MILITARY RELEVANCE

Military clinicians often arrive to deployment locations only having a few days to assume full medical treatment capabilities. British medical teams assuming control of in-theater ROLE III facilities have been known to train in an identical medical environment prior to their arrival.  U.S. medical teams attempt this practice as well, but simulated training environments frequently fail to accurately and realistically recreate the range and multitude of deployable settings/scenarios in which clinicians actually find themselves. Immersive virtual reality (IVR) can fill this gap by providing a high-fidelity, realistic experience which enhances task performance by creating a sense of presence and fully engaging spatial memory. (1,2)

Medical and traumatic emergencies can be intimidating and stressful.  This is especially true for early-career medical personnel practicing outside their primary specialty in austere, poorly resourced settings. Combat potentiates stressors through a myriad of emotional, cognitive, and physical demands. (3-6) Training providers to respond effectively to medical emergencies before being confronted with a real scenario is limited by unnatural or high cost training modalities which fail to realistically replicate the stress and gravity of real-world trauma management. Opportunities to perform critical procedures and cardinal cases, such as managing a complex trauma, are often limited in garrison settings. Adding combat elements and stressors to training is even more challenging. Research shows that presenting individuals with realistic and stressful scenarios, in a safe, controlled environment, can optimize performance and potentially decrease the risk of psychological trauma when the event is experienced again.(6)

[RECORDS SUPPLIED]:
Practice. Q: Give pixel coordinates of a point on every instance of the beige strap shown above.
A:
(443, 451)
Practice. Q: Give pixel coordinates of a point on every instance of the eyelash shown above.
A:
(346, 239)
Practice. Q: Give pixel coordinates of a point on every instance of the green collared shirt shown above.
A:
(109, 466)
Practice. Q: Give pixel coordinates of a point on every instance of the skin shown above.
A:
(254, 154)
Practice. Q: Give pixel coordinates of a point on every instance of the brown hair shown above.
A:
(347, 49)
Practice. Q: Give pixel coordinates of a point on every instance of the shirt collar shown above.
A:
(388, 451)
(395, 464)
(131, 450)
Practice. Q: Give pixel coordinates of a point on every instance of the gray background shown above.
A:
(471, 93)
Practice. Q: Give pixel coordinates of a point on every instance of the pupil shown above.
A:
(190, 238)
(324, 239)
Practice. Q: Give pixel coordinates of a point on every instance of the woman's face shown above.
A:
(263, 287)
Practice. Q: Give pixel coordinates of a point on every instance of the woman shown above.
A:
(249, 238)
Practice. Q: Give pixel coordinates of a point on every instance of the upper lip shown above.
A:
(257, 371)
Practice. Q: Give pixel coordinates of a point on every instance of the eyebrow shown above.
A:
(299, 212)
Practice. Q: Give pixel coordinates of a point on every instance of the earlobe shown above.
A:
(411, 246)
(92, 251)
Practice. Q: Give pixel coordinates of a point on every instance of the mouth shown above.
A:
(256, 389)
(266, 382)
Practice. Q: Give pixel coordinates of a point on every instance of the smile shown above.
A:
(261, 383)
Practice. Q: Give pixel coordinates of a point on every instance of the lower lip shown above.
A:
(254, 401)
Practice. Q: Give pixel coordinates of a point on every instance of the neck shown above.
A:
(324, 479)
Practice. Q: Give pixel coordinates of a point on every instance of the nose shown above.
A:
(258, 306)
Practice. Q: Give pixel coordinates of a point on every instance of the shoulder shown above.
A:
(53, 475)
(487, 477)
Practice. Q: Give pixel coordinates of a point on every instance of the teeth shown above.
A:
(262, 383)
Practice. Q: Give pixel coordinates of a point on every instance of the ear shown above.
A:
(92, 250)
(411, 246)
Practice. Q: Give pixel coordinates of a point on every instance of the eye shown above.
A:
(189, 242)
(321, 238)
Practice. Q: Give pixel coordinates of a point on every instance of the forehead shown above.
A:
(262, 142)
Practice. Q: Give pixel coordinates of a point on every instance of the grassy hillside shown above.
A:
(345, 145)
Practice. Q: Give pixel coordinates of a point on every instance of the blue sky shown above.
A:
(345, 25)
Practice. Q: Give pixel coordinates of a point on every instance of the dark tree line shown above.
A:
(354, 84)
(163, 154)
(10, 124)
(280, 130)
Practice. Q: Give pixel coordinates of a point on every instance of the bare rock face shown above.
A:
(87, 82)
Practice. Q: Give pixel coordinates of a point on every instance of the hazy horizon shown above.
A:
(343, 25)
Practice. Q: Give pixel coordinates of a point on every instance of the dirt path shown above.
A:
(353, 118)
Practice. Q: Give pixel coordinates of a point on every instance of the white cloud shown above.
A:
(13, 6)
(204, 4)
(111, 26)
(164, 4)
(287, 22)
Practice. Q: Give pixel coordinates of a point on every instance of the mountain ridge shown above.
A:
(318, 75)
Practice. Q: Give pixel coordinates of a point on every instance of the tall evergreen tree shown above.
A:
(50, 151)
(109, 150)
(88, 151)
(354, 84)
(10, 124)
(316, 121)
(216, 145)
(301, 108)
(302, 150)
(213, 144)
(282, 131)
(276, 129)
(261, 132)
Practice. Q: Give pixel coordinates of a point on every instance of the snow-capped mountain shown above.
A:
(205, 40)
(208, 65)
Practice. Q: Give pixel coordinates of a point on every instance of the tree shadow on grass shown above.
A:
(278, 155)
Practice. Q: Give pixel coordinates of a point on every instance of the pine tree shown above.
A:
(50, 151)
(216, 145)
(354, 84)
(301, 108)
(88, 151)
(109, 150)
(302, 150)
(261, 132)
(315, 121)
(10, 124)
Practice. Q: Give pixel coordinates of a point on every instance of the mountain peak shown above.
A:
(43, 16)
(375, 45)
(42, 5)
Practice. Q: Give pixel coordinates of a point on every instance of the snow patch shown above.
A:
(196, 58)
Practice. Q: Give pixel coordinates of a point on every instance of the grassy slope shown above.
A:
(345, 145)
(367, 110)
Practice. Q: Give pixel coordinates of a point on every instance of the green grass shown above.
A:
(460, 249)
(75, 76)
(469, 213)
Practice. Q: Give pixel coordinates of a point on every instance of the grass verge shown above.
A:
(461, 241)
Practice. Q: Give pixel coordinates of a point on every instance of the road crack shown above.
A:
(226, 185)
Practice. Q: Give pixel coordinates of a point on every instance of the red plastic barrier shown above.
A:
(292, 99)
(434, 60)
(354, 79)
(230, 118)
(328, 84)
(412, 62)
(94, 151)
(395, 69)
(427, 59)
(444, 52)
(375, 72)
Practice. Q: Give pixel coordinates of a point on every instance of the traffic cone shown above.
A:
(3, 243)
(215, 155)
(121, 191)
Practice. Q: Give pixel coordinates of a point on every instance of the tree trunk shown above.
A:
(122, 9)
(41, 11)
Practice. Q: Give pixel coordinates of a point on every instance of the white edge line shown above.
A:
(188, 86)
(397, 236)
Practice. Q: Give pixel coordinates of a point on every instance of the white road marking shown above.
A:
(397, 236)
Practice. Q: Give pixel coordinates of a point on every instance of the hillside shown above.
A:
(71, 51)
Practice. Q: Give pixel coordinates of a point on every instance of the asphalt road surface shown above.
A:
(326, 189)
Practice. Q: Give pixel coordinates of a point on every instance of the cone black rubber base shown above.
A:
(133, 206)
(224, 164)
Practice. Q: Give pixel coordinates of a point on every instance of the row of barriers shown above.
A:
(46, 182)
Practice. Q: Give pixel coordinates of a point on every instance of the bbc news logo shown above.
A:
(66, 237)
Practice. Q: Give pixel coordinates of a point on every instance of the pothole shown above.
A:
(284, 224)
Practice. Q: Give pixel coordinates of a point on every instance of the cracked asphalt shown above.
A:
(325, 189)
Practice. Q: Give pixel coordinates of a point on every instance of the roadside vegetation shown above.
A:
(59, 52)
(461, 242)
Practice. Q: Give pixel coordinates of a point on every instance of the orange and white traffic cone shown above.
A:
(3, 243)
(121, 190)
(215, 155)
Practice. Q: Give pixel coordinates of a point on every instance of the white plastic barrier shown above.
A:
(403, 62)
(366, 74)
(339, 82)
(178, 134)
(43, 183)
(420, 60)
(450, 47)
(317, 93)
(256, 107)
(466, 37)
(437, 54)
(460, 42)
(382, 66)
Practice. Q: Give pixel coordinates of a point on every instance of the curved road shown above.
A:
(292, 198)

* * *

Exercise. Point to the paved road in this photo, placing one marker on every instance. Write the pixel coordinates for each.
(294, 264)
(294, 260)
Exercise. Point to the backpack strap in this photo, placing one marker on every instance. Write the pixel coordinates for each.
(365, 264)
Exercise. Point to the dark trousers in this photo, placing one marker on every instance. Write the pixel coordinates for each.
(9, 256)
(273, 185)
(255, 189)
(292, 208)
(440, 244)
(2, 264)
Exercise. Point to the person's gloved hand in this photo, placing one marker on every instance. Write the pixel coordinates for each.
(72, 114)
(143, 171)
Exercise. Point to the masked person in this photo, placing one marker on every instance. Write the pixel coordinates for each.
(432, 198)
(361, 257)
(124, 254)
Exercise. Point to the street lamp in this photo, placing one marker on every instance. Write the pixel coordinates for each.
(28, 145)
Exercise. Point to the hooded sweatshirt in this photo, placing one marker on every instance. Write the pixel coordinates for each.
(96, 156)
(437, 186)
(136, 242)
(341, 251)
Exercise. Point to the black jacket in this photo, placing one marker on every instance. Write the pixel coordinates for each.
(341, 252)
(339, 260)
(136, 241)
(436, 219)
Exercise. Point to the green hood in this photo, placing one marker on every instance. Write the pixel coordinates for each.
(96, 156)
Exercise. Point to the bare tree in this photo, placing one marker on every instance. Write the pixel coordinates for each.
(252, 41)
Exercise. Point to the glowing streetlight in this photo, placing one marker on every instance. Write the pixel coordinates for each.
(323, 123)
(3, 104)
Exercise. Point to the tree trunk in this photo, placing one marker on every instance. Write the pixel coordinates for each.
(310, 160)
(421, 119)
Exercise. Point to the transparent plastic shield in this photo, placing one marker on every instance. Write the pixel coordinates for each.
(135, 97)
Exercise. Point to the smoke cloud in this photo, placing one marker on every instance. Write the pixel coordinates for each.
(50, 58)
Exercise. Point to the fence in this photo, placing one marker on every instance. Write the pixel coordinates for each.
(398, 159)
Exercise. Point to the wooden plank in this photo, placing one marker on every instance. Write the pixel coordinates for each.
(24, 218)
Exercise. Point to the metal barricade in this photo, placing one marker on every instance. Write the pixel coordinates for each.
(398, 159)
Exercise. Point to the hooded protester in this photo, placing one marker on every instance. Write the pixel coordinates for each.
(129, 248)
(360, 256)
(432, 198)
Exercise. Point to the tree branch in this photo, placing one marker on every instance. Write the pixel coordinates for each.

[ACTION ITEM]: Reproduce the military relevance passage from "MILITARY RELEVANCE" to "spatial memory. (1,2)", swapping in "medics" wherever "clinicians" appears.

[RESULT OF THE TASK]:
MILITARY RELEVANCE

Military medics often arrive to deployment locations only having a few days to assume full medical treatment capabilities. British medical teams assuming control of in-theater ROLE III facilities have been known to train in an identical medical environment prior to their arrival.  U.S. medical teams attempt this practice as well, but simulated training environments frequently fail to accurately and realistically recreate the range and multitude of deployable settings/scenarios in which medics actually find themselves. Immersive virtual reality (IVR) can fill this gap by providing a high-fidelity, realistic experience which enhances task performance by creating a sense of presence and fully engaging spatial memory. (1,2)